> [Input material]:
* * * * * * *
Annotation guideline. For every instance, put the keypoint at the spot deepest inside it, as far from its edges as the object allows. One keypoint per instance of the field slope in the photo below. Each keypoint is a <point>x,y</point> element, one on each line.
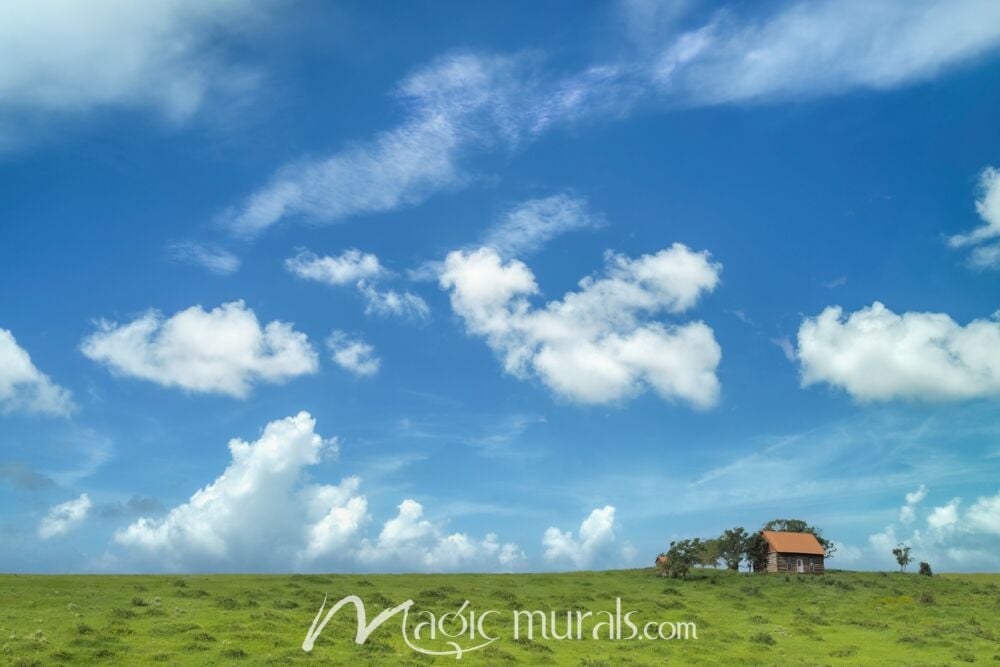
<point>842,618</point>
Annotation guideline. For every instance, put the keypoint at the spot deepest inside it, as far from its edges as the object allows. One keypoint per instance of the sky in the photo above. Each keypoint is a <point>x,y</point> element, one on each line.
<point>366,287</point>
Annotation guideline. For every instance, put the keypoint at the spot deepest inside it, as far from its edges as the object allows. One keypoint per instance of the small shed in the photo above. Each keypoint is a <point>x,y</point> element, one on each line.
<point>794,553</point>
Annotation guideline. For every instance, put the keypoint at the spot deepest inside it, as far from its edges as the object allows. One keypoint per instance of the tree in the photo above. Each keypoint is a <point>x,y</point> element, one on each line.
<point>800,526</point>
<point>681,557</point>
<point>708,554</point>
<point>755,552</point>
<point>902,554</point>
<point>732,546</point>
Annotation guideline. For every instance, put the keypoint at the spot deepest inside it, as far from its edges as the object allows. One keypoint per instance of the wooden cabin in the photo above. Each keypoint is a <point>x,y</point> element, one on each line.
<point>794,553</point>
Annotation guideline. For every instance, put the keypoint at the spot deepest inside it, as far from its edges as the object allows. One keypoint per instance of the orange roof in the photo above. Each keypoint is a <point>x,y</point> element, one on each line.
<point>793,543</point>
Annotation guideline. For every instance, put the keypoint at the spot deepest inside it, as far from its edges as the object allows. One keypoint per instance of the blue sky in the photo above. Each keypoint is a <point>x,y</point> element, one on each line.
<point>340,286</point>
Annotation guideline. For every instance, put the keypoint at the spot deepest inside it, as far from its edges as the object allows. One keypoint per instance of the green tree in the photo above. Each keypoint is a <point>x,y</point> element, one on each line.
<point>755,552</point>
<point>800,526</point>
<point>708,554</point>
<point>902,554</point>
<point>681,557</point>
<point>732,546</point>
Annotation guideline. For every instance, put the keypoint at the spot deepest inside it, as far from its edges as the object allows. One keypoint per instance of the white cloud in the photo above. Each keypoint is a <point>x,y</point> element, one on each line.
<point>472,101</point>
<point>452,104</point>
<point>986,253</point>
<point>352,354</point>
<point>214,259</point>
<point>60,57</point>
<point>876,355</point>
<point>593,346</point>
<point>848,554</point>
<point>410,542</point>
<point>261,514</point>
<point>254,510</point>
<point>531,224</point>
<point>24,388</point>
<point>591,547</point>
<point>222,351</point>
<point>984,515</point>
<point>952,540</point>
<point>915,497</point>
<point>385,303</point>
<point>363,270</point>
<point>809,49</point>
<point>945,516</point>
<point>907,513</point>
<point>350,266</point>
<point>64,517</point>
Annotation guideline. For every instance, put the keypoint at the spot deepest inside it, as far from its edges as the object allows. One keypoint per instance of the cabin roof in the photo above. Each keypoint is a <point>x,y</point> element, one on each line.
<point>793,543</point>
* * * * * * *
Take the listing and print it again exactly, but without any pictures.

Annotation guideline. For every instance, put the keypoint at the spot deepest inside it, as far from its edges as the object allows. One keypoint per instance of the field slope in the photo below. Each keypoint is a <point>x,y</point> element, one on each line.
<point>842,618</point>
Annotation guideline. For every instance, put the keypoint at the spot deepest inside it, as far from its edges as the object allows. One keypoint per instance of the sky in the photo above. Each keypoint is a <point>x,y</point> element, one on each line.
<point>366,287</point>
Annotation guideline. For every instance, put the keypoint at the spot deepest inside it, as far from its edges as the object allows. One keypoint per instance of the small shed in the photo above. Each keypoint is a <point>x,y</point> element, one on each line.
<point>794,553</point>
Annotation guideline. For every instance, put the keypoint at the spot deepest inside it, as far from its edges as the object allows. One keypoint per instance of the tree in the photo above. Each keypoint is a <point>x,y</point> element, one on each line.
<point>800,526</point>
<point>681,557</point>
<point>708,554</point>
<point>755,552</point>
<point>902,554</point>
<point>732,546</point>
Annotation guideline. For every instance, put the keypoint at the spot deepest inside it, as far from its edges as the object allows. One keypoint per instance of the wooden cabin in the photo above. Each keypoint is a <point>x,y</point> element, one on each line.
<point>794,553</point>
Annotation guideline. For every instance, put the keypoint at the spot deepest inside it, as far from its edges as the object allows. One keypoint per instance of the orange roof in the photo above. Each keypoint is a <point>x,y</point> element, one on each line.
<point>793,543</point>
Annotation guideline. For every instance, put the keypoint at the spot deepest inside it, as far from its edges as the object allows. One keypoint per instance of the blue sky in the photo above. Each keypoint is a <point>x,y</point> element, one on each line.
<point>340,286</point>
Annotation guideline. For every instance, put the keypoint at the spot deepest inside it, as far from its edges as the object allows. One keypoint per instance of the green tree in the photo above. Each keypoint is a <point>x,y</point> element, one on each line.
<point>755,552</point>
<point>800,526</point>
<point>708,554</point>
<point>902,554</point>
<point>681,557</point>
<point>732,546</point>
Annotation guideline. For every instance, put the keypoint at the spot deepest inside it, as far from its edges as the object allows. One keypoint per instance of the white cloud in the photo above. Each keypoint is a <point>x,y</point> element, one on each line.
<point>472,101</point>
<point>452,104</point>
<point>986,253</point>
<point>352,354</point>
<point>214,259</point>
<point>60,57</point>
<point>876,355</point>
<point>593,346</point>
<point>848,554</point>
<point>410,542</point>
<point>261,514</point>
<point>254,510</point>
<point>531,224</point>
<point>24,388</point>
<point>591,547</point>
<point>222,351</point>
<point>984,515</point>
<point>952,540</point>
<point>915,497</point>
<point>385,303</point>
<point>363,270</point>
<point>809,49</point>
<point>945,516</point>
<point>907,513</point>
<point>350,266</point>
<point>64,517</point>
Annotation guideline. For every instance, put the keypoint at the spot deepest inside it, as far from its edges as the object allows. One keypoint per instance of the cabin roof in the photo above. Each keypoint is a <point>x,y</point> element, one on each line.
<point>793,543</point>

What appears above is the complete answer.